Dataset records:

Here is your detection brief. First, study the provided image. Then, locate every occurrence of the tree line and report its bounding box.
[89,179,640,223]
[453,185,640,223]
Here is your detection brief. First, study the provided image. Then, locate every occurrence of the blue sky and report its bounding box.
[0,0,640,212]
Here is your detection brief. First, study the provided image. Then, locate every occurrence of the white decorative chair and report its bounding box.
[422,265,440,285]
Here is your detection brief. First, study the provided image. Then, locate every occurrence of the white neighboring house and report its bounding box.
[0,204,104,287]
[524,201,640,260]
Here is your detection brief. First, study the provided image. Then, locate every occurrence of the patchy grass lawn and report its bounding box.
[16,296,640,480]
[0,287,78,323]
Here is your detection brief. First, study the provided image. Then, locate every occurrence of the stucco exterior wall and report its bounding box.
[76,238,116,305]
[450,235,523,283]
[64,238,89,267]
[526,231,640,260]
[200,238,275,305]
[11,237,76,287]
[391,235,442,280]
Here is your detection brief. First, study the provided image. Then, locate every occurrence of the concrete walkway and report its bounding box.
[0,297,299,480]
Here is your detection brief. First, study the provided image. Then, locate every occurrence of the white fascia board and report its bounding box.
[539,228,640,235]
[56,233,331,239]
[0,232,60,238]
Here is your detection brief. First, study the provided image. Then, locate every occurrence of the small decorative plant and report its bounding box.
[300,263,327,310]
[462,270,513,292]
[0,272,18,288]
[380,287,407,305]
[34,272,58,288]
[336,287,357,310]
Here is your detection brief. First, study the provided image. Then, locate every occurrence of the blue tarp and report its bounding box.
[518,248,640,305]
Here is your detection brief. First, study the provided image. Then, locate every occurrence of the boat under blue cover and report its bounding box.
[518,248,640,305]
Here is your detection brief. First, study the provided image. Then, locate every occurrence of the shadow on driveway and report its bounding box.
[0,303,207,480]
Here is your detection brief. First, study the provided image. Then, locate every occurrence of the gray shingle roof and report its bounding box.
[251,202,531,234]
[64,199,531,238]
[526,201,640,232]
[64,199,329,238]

Your objective: Recast the entries above as a two-column CSV with the headers instruction and boxes, one row per entry. Put each entry's text in the first field and its answer in the second, with every field in quotes and any line breaks replaced by spaces.

Answer below:
instruction,boxes
"Here is your detection brief. First, study the provided image. Then, locate every occurrence of the tree line and report its bounding box.","[89,179,640,223] [453,185,640,223]"
"Here is your detection brief. First, study the provided image. Then, locate every occurrence of the blue sky and report its bounding box.","[0,0,640,212]"
"Here is your detection brief. First, study the provided image. Then, locate every occurrence of the white decorative chair and report its bounding box.","[422,265,440,285]"
"Here is your detection brief. First, study the provided image. Then, locate every occurrence of the white neighboring house and report its bounding box.","[0,204,104,287] [524,201,640,260]"
"Here is your detection brief. First, study the provided image. Then, locate every occurrence of the patchy grass lawn and report its bounding box.","[16,296,640,480] [0,287,78,323]"
"Here is your detection brief. First, study the provided image. Then, locate every occurrence of the stucco exterior wall and report its bounding box.","[76,238,116,305] [450,235,523,283] [64,238,89,267] [526,231,640,260] [200,238,275,305] [11,237,76,287] [391,235,442,280]"
"Here is your detection brief. First, study the provided image. Then, locate every occurrence of the concrete walkway and report its bounding box.","[0,297,299,480]"
"Here is your detection brief. First, study the provided image. Then, locate every occurrence of the white fascia board and report its bounding box.","[539,228,640,235] [56,233,331,239] [0,232,60,238]"
"Here is your detection brief. First, study the provided image. Then, locate every occurrence of the small decorative plant and report its bounding box.","[300,263,327,310] [462,270,513,292] [0,272,18,288] [380,287,407,305] [34,272,58,288] [336,287,357,310]"
"Here is your detection brief. First, study the provided image. Then, locate every occurrence of the blue tarp and report its bounding box.","[518,248,640,305]"
"Here is your detection brief. First, study the provided image. Then, locate every occurrence of the boat under blue cover and report its bounding box.","[518,248,640,305]"
"Here is your detection brief. First, study the provided image. Then, locate every occurrence of the shadow on driveway and report its bounding box.","[0,303,207,480]"
"Here is your detection brief. First, study the provided image. Then, locate every occurrence of the gray shingle roof and report its bounding box.","[251,202,531,234] [64,199,531,238] [526,201,640,232] [64,199,329,238]"